#### [TEKS SUMBER]
1. Tari Tradisional Aceh - Tari Bines
Tari Bines merupakan tarian tradisional Aceh tepatnya berasal
dari kabupaten Gayo Lues. Tarian ini muncul dan berkembang di Aceh
Tengah namun kemudian dibawa ke Aceh Timur.
Tarian tradisional Bines ini diperkenalkan oleh seorang ulama bernama
Syech Saman dalam rangka berdakwah.Tari ini ditarikan oleh para wanita
dengan cara duduk berjajar sambil menyanyikan syair yang berisikan
dakwah atau informasi pembangunan. Para penari melakukan gerakan dengan
perlahan kemudian berangsur-angsur menjadi cepat dan akhirnya berhenti
seketika secara serentak.
Tari ini juga merupakan bagian dari Tari Saman saat penampilannya. Hal yang menarik dari tari Bines adalah beberapa
saat mereka diberi uang oleh pemuda dari desa undangan dengan menaruhnya
diatas kepala perempuan yang menari.
2. Tari Tradisional Aceh - Tari Saman
Tari Saman merupakan warisan dan kekayaan budaya rakyat Aceh yang telah mendapatkan pengakuan dunia melalui UNESCO sebagai Daftar Representatif Budaya Takbenda Warisan Manusia. Tari Saman dimainkan oleh belasan atau puluhan laki-laki, tetapi jumlahnya harus
ganjil. Pendapat lain mengatakan tarian ini ditarikan kurang lebih dari
10 orang, dengan rincian 8 penari dan 2 orang sebagai pemberi aba-aba
sambil bernyanyi. Namun, dalam perkembangan di era modern yang
menghendaki bahwa suatu tarian itu akan semakin semarak apabila
ditarikan oleh penari dengan jumlah yang lebih banyak. Untuk mengatur
berbagai gerakannya ditunjuklah seorang pemimpin yang disebut syekh.
Selain mengatur gerakan para penari, syekh juga bertugas menyanyikan
syair-syair lagu saman, yaitu ganit. Mengenai tari saman ini, Sobat bisa membaca artikel Sejarah Tari Saman dari Aceh.
3. Tari Tradisional Aceh - Didong
Didong sebenarnya adalah sebuah kesenian rakyat Gayo yang merupakan perpaduan unsur tari, vokal, dan sastra.
Awal mulanya Didong diperkenalkan pada zaman Reje Linge XIII. Pada
awalnya didong digunakan sebagai sarana bagi penyebaran agama Islam
melalui media syair.
Dalam perkembangannya, didong tidak hanya ditampilkan pada hari-hari
besar agama Islam, melainkan juga dalam upacara-upacara adat seperti
perkawinan, khitanan, mendirikan rumah, panen raya, penyambutan tamu dan
sebagainya.

#### [TUJUAN TUGAS]
Salin tanpa perubahan sepenggal teks tentang tari tradisional Aceh di atas, mulai dari kata-kata yang memuat "3. Tari Tradisional" dan berhenti setelah "sebagainya.".

#### [CATATAN YANG DITAMPILKAN]
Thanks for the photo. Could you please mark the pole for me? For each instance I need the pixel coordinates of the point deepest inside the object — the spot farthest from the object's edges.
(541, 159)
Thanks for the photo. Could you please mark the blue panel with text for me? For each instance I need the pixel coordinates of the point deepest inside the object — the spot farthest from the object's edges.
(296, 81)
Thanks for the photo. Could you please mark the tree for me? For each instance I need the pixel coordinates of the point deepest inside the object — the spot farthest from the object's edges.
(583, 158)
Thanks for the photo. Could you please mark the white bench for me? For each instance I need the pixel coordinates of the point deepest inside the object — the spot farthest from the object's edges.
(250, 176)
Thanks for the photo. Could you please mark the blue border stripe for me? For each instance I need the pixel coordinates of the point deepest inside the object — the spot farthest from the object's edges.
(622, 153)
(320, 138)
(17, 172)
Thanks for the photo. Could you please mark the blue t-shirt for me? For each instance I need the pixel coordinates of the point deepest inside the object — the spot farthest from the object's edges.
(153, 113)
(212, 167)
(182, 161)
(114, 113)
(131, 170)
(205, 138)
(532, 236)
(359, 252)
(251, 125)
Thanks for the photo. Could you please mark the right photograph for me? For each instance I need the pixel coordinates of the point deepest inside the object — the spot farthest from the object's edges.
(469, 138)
...
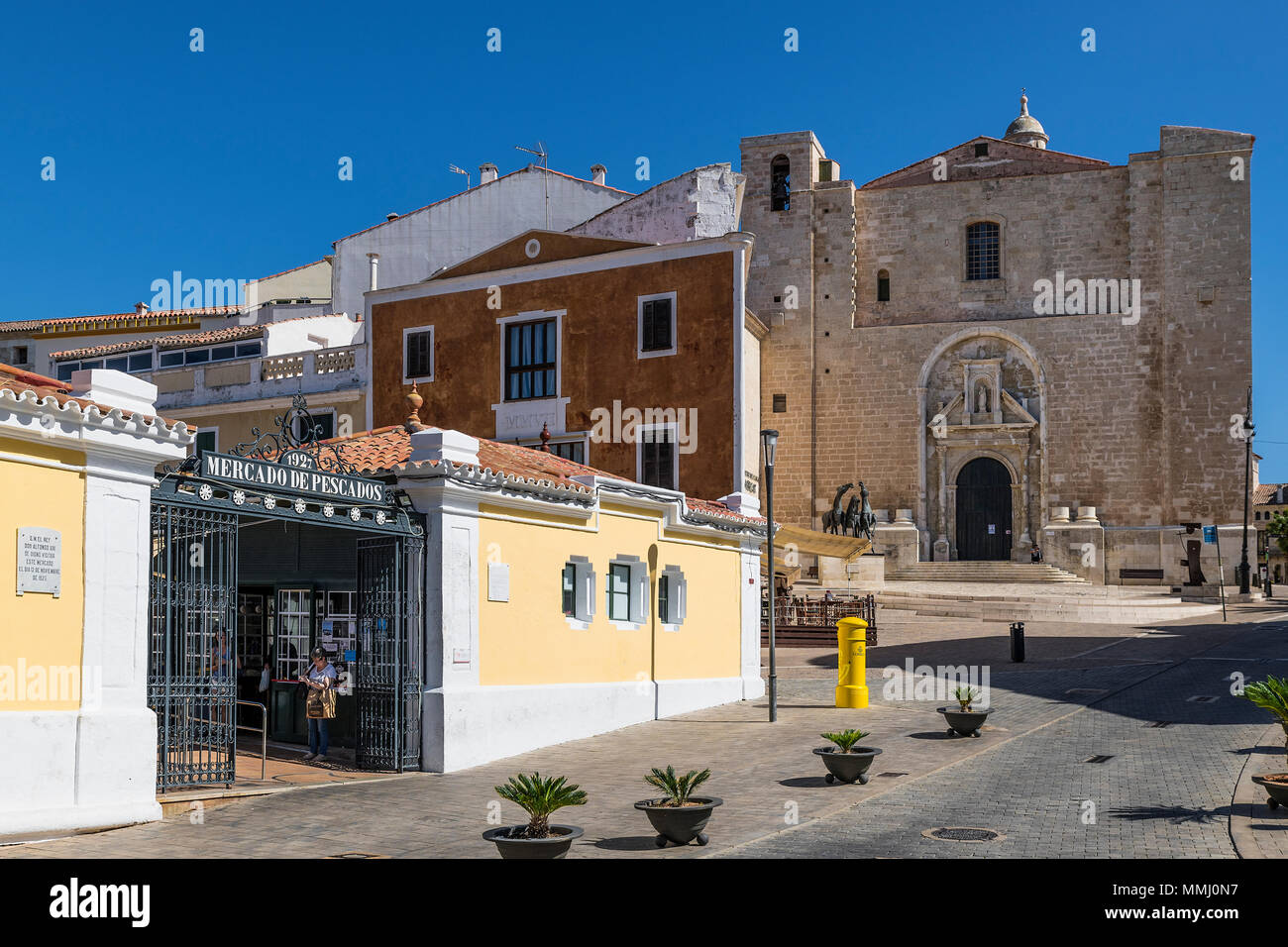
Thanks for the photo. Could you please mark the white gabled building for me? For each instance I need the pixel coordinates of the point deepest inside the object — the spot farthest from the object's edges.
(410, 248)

#### [JAWABAN LATIHAN]
3. Tari Tradisional Aceh - Didong
Didong sebenarnya adalah sebuah kesenian rakyat Gayo yang merupakan perpaduan unsur tari, vokal, dan sastra.
Awal mulanya Didong diperkenalkan pada zaman Reje Linge XIII. Pada
awalnya didong digunakan sebagai sarana bagi penyebaran agama Islam
melalui media syair.
Dalam perkembangannya, didong tidak hanya ditampilkan pada hari-hari
besar agama Islam, melainkan juga dalam upacara-upacara adat seperti
perkawinan, khitanan, mendirikan rumah, panen raya, penyambutan tamu dan
sebagainya.